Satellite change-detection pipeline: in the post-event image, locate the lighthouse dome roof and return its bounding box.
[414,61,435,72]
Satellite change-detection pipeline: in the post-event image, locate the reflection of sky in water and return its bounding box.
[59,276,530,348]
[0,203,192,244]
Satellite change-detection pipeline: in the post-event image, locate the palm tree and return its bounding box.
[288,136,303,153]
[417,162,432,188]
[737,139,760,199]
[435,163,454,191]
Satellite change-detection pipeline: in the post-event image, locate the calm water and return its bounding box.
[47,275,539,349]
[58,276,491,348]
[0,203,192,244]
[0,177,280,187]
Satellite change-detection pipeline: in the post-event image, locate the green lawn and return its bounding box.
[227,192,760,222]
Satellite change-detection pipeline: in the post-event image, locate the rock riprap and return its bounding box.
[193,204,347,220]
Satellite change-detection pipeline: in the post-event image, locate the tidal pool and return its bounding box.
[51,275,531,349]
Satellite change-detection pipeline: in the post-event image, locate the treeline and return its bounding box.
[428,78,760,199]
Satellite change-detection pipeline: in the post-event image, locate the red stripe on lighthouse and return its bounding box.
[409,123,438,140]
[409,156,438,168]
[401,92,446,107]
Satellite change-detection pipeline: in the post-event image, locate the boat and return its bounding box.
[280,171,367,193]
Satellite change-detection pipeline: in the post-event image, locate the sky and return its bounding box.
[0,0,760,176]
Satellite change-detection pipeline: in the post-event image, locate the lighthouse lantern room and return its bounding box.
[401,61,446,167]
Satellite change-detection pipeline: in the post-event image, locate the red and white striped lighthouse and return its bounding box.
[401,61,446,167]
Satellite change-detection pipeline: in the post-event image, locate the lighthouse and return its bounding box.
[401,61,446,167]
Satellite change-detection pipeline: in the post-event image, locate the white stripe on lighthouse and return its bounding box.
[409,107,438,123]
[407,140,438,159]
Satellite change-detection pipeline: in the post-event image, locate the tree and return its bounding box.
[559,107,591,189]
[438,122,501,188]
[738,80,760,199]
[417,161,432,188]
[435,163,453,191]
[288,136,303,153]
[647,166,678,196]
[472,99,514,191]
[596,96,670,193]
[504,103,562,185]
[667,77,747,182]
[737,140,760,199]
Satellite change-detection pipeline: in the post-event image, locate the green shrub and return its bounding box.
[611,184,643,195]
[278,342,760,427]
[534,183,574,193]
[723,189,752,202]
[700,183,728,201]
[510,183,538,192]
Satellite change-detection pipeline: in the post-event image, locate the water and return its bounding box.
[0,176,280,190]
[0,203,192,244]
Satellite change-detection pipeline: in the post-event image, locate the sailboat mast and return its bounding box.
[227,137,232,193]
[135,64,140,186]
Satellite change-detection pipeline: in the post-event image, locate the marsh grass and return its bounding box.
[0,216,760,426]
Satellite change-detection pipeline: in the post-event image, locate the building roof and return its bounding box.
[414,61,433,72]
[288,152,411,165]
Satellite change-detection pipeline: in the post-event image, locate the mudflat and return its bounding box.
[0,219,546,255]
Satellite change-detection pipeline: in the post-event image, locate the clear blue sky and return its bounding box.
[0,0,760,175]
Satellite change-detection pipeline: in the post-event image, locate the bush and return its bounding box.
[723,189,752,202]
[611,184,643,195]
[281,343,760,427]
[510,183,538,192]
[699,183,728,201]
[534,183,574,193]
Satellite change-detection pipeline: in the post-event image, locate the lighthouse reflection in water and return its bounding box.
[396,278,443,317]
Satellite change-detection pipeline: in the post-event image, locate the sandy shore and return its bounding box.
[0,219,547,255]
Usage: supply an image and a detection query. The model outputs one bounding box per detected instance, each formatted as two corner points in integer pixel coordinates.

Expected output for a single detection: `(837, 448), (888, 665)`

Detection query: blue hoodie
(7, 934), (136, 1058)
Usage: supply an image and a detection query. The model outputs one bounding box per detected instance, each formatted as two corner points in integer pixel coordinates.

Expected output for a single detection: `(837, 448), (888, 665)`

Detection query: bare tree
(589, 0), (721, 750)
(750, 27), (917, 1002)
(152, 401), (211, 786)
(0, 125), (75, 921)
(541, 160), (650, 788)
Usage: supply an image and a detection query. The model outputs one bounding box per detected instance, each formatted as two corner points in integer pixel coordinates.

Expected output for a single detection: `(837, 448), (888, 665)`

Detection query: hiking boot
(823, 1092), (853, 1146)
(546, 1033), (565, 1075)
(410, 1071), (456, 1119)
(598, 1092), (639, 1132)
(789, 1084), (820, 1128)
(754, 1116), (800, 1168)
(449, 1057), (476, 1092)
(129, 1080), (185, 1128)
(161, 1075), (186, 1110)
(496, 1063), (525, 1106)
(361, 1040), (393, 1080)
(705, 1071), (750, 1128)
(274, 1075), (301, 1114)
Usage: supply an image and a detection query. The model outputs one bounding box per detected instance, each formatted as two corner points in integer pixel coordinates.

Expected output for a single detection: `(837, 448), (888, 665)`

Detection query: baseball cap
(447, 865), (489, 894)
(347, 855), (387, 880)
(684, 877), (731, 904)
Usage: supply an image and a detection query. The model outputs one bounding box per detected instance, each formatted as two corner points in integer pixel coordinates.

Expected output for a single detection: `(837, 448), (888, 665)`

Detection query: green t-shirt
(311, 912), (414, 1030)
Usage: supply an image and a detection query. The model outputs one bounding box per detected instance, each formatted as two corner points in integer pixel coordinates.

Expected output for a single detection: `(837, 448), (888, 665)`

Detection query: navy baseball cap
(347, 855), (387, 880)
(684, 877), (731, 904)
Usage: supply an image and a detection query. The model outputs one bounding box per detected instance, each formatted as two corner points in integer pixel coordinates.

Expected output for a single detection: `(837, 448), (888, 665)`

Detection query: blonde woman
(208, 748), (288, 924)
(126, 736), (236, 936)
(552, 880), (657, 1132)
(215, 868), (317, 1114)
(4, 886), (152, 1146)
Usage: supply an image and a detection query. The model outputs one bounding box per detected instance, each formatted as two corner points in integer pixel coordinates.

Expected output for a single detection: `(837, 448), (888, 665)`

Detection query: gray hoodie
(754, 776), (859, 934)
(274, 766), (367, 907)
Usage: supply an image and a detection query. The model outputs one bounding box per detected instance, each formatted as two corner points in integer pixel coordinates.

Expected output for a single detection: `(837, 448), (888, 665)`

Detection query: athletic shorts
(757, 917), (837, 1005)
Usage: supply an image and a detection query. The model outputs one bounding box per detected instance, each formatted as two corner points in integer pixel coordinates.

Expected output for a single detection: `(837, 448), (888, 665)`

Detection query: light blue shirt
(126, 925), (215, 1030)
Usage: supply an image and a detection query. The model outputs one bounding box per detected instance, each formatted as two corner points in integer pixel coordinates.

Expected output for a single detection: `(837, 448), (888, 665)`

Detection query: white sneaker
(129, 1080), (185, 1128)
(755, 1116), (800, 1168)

_Task details_
Extract every line of the data above and reproduce it word for word, without changing anything.

_Answer below_
Satellite change-detection pipeline: in the post-event image, locate the lighthouse dome roof and return its bounding box.
[414,61,435,72]
Satellite change-detection pipeline: in the post-event image, locate the reflection of sky in water and return its bounding box.
[59,276,530,348]
[0,203,192,244]
Satellite change-detection pipeline: in the post-event image, locate the palm tree and return its bounding box.
[288,136,303,153]
[417,162,432,188]
[737,139,760,199]
[435,163,454,191]
Satellite change-detection pipeline: in the post-event image, locate the calm water and return its bounding box.
[47,275,539,349]
[58,276,491,348]
[0,203,192,244]
[0,177,280,187]
Satellite change-detection pipeline: in the post-event image, locate the green lawn and return its bounding box.
[227,192,760,222]
Satellite change-detection pipeline: in the post-event image, locate the rock riprap and return its bounding box.
[193,204,347,220]
Satellite change-detection pipeline: in the post-event image, locate the tidal pool and return its bounding box.
[51,275,531,349]
Satellite change-detection pipeline: in the post-event image, locate the treeline and return its bounding box.
[428,78,760,199]
Satellite change-detection pipeline: in the post-event image, locate the red stripe on lighthouse and return its bounding box.
[409,123,438,140]
[409,156,438,168]
[401,92,446,107]
Satellite change-detection pipeline: in the post-event image, locate the boat and return its bounding box.
[280,171,367,193]
Satellite change-detection pipeline: in the post-event image, locate the sky and return its bounding box.
[0,0,760,176]
Satellite change-detection pipeline: in the post-event image, locate the lighthouse lantern room and return its bounding box.
[401,61,446,167]
Satellite change-detection pipeline: in the post-event image, locate the red and white striped lighthouse and return its bounding box.
[401,61,446,167]
Satellite change-detection pipeline: in the post-event image, locate the lighthouse and return its bounding box.
[401,61,446,167]
Satellite change-detection pipeline: in the post-event image, locate the white stripe on lighthouse and return its bounding box.
[409,107,438,123]
[407,140,438,159]
Satellite change-detection pipeline: in the post-event image, locate the tree and return its bounding box.
[559,107,591,189]
[438,122,501,188]
[738,80,760,199]
[417,161,432,188]
[435,163,453,191]
[288,136,303,153]
[647,166,678,196]
[472,99,514,191]
[596,96,670,193]
[504,103,562,185]
[667,77,747,182]
[737,140,760,199]
Satellite change-detection pipeline: in the post-event image, locate the green shrub and return its bounding box.
[611,184,643,195]
[278,342,760,427]
[534,183,574,193]
[723,189,752,202]
[700,183,728,201]
[510,183,538,192]
Satellite change-detection pipeline: in the post-event image, locate the water and return its bounding box.
[0,176,280,190]
[0,203,192,244]
Satellite change-detection pipeline: in the post-event image, locate the sailboat mast and return its bounding box.
[227,137,232,193]
[135,64,140,186]
Satellite change-detection pipeline: in the post-event image, locate the marsh grass and return its bounding box.
[0,216,760,426]
Satellite change-detection pipeline: in the post-event image, locate the building roof and return its bounding box.
[414,61,433,72]
[288,152,411,165]
Satellite change-detection pipeline: in the post-event image, locate the mudflat and return its bounding box.
[0,219,546,255]
Satellite change-detection pipeline: in the post-event image, locate the clear blue sky and return its bounding box.
[0,0,760,175]
Satellite change-detection pipeline: in the post-event image, locate the bush and return its bounding box.
[723,189,752,202]
[611,184,643,195]
[281,343,760,427]
[510,183,538,192]
[699,183,728,201]
[534,183,574,193]
Satellite change-detection pipeline: in the post-event image, locate the lighthouse reflection in water and return its bounding box.
[396,278,443,317]
Satellite change-detection pipeline: in the post-event image, locate the sandy shore and return its bounding box.
[0,219,547,255]
Usage: supply an image and a detection query. The model outputs one bounding box per detected instance, each formatted as two corner points in integer pixel coordinates.

Expected output for a single detection: `(837, 448), (888, 665)`

Detection query: blue hoodie
(7, 934), (136, 1058)
Usage: supply an image and a detection query. The model outputs one bounding box per detected instance, each formatted as two corner points in integer pixel coordinates.

Expected output for a single detection: `(837, 448), (888, 665)`

Detection query: bare tree
(589, 0), (721, 750)
(750, 27), (917, 1002)
(152, 401), (211, 786)
(0, 125), (75, 921)
(541, 160), (650, 788)
Usage: supply an image and a detection query. The model outputs one bounding box per detected instance, each formatted as two corner points in integer pixel coordinates.

Expected output for a single detection: `(837, 448), (888, 665)`

Detection query: hiking boot
(823, 1092), (853, 1146)
(546, 1033), (565, 1075)
(410, 1071), (456, 1119)
(598, 1092), (639, 1132)
(789, 1084), (820, 1128)
(754, 1116), (800, 1168)
(449, 1057), (476, 1092)
(129, 1080), (185, 1128)
(161, 1075), (186, 1110)
(496, 1063), (525, 1106)
(361, 1040), (393, 1080)
(705, 1071), (750, 1128)
(274, 1075), (301, 1114)
Usage: supply an image and a detection query. The model outputs one bounding box per detected instance, each formatted as two corner points in integer pixel coordinates.

Expected output for a single detection: `(837, 448), (888, 665)`

Detection query: baseball cap
(447, 865), (489, 894)
(347, 855), (387, 880)
(684, 877), (731, 904)
Usage: supply an image and a detection query. The model outputs one bounding box per detected instance, each formatted as two corner points in integer pixel coordinates.

Expected output for a single detection: `(837, 448), (888, 665)`

Detection query: green t-shirt
(311, 912), (414, 1030)
Usage: supply an image and a detection query. The model outputs one bounding box per detected instance, each formatted as two corner points in integer pixel coordinates.

Expected output for a single detection: `(837, 448), (888, 665)`

Detection query: navy baseball cap
(347, 855), (387, 880)
(684, 877), (731, 904)
Usage: supply an image and a detection query. The model outputs one bounding box per detected instance, each formatted as two corner points in integer pixel coordinates.

Expected output for a single detection: `(837, 448), (888, 665)`

Detection query: blonde woman
(208, 748), (288, 924)
(126, 736), (236, 936)
(552, 880), (657, 1132)
(215, 868), (317, 1114)
(4, 886), (152, 1146)
Usage: supply an image and a detection query. The model outputs one bounding box per detected instance, each formatted as two corner points in integer pixel coordinates.

Expected output for a single detection: `(837, 448), (888, 665)`

Detection query: gray hoodie
(754, 776), (859, 934)
(274, 766), (367, 907)
Usage: supply an image and a detection query. The model outputs one bounding box per detected instance, each formatted as two corner points in integer pixel coordinates.

Expected output for a single detection: `(837, 448), (888, 665)`

Detection query: athletic shorts
(757, 917), (837, 1005)
Usage: supply an image and a detection query. The model outputs one bounding box per detected instance, each formatted as two corner points in integer pixel coordinates.

Expected output for a single detection: `(837, 448), (888, 665)`

Detection query: light blue shirt
(126, 925), (215, 1030)
Usage: supply an image and a detection query. The model outputs one bounding box per detected instance, each formatted as two corner points in integer pixel coordinates.

Expected output for a single detection: `(837, 448), (888, 665)`

Detection query: white sneaker
(129, 1080), (185, 1128)
(755, 1116), (800, 1168)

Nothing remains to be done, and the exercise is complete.